=== Exercise material ===
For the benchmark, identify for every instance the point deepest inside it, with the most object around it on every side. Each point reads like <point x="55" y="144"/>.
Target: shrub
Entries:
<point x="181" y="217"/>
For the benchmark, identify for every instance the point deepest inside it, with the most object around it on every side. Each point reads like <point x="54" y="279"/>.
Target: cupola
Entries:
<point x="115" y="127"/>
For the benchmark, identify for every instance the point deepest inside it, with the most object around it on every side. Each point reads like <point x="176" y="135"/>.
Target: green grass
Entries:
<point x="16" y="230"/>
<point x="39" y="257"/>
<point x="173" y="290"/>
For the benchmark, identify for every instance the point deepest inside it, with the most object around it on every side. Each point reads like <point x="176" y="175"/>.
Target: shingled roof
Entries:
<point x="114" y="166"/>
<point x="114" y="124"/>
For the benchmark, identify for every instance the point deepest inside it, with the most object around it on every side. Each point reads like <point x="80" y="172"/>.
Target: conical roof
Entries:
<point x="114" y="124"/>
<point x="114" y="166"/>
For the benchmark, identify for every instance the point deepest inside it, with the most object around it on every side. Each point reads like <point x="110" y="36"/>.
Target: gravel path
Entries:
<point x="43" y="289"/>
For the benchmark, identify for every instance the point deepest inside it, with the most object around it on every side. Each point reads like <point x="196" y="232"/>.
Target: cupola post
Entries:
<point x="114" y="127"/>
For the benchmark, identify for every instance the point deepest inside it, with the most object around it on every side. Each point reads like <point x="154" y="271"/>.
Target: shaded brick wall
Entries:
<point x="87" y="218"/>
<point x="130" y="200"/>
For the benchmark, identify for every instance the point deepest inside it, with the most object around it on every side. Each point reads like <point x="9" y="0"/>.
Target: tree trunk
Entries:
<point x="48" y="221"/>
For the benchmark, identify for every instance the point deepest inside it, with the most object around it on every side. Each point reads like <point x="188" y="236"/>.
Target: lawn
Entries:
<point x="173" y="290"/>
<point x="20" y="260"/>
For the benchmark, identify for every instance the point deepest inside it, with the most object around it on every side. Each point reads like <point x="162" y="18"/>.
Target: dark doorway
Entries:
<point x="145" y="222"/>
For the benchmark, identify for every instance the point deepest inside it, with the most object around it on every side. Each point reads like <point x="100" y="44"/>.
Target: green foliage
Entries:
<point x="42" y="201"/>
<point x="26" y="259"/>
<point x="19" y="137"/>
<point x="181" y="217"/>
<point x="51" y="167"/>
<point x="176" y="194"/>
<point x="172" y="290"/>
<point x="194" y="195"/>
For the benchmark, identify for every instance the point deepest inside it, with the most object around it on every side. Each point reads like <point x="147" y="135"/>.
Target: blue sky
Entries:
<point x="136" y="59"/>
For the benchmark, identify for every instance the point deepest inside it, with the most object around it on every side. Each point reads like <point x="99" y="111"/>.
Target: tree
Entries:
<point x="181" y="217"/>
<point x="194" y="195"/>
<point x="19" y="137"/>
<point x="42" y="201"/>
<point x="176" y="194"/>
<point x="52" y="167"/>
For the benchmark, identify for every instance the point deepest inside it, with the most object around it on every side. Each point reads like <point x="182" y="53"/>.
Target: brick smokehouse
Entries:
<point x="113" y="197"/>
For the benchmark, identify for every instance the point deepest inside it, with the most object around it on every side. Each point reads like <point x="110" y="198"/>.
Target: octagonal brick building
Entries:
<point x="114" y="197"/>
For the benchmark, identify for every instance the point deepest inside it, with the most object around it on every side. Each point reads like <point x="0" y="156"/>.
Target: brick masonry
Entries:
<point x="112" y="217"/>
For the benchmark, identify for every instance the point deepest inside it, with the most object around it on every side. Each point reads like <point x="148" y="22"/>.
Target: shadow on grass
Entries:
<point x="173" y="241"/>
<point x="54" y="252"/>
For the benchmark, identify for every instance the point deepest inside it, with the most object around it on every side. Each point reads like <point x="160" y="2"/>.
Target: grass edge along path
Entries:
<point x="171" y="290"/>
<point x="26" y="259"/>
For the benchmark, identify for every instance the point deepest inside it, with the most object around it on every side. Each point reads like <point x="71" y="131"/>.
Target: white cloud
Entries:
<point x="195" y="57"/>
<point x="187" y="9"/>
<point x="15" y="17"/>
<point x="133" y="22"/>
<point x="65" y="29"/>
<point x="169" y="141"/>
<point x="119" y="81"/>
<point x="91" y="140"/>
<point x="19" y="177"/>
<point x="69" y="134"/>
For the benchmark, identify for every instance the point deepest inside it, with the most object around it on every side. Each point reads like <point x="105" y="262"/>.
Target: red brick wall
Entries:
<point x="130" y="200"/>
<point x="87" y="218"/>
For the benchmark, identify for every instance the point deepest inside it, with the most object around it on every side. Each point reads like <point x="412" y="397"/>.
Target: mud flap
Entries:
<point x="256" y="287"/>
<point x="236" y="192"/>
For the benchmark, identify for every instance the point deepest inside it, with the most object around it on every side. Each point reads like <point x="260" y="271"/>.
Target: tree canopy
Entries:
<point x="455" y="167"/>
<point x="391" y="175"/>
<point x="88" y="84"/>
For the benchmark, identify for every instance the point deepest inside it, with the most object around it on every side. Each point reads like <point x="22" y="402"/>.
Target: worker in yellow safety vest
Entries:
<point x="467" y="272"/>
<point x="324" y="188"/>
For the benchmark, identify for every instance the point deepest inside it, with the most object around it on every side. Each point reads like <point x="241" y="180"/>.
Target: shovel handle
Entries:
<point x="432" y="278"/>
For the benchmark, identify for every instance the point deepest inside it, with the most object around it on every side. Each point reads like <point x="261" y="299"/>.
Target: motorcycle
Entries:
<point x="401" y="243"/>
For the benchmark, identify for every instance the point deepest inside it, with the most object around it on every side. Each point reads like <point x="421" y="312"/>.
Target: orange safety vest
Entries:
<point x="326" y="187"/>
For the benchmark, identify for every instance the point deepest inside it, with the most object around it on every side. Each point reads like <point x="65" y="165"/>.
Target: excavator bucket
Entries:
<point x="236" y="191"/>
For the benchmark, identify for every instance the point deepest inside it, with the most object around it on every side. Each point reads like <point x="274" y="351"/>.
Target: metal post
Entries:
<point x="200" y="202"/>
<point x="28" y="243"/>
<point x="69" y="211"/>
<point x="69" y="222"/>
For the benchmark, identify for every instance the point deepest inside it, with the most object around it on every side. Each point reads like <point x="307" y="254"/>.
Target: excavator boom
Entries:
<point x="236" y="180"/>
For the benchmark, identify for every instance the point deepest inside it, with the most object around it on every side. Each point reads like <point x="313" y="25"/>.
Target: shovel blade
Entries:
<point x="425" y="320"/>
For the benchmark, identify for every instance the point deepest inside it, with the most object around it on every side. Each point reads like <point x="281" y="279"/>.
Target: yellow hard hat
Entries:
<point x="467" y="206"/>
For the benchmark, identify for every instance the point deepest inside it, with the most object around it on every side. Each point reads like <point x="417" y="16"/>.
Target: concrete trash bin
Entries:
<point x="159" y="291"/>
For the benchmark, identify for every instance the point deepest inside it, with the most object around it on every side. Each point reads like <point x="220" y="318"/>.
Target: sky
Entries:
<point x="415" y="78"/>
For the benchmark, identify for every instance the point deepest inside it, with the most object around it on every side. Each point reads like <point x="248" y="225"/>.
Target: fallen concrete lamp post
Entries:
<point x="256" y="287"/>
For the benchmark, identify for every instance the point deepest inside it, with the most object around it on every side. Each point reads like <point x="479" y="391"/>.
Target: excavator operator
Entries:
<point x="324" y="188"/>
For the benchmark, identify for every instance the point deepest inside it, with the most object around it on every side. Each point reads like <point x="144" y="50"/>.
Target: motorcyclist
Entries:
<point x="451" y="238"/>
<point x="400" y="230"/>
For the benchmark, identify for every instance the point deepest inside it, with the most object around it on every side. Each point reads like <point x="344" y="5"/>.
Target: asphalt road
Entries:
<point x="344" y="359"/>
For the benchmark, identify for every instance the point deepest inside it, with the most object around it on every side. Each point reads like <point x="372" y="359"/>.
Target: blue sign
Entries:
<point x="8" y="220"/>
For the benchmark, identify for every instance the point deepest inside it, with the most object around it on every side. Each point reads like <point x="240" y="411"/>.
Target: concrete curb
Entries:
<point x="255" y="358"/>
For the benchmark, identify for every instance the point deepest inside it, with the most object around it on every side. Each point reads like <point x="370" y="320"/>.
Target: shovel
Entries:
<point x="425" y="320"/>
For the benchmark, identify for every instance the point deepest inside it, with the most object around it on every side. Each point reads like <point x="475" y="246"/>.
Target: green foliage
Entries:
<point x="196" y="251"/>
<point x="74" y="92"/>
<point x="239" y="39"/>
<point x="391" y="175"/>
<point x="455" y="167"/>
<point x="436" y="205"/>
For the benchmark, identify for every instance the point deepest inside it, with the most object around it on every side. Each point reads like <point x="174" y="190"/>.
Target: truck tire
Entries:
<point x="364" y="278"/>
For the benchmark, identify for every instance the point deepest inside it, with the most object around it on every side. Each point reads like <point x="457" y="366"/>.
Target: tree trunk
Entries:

=== Exercise objective ===
Locate every line in the records above that contains the string "brick", matching case exactly, and copy each of those lines in full.

=== Task output ===
Target: shaded brick wall
Target: brick smokehouse
Target: octagonal brick building
Target: brick masonry
Target: red brick wall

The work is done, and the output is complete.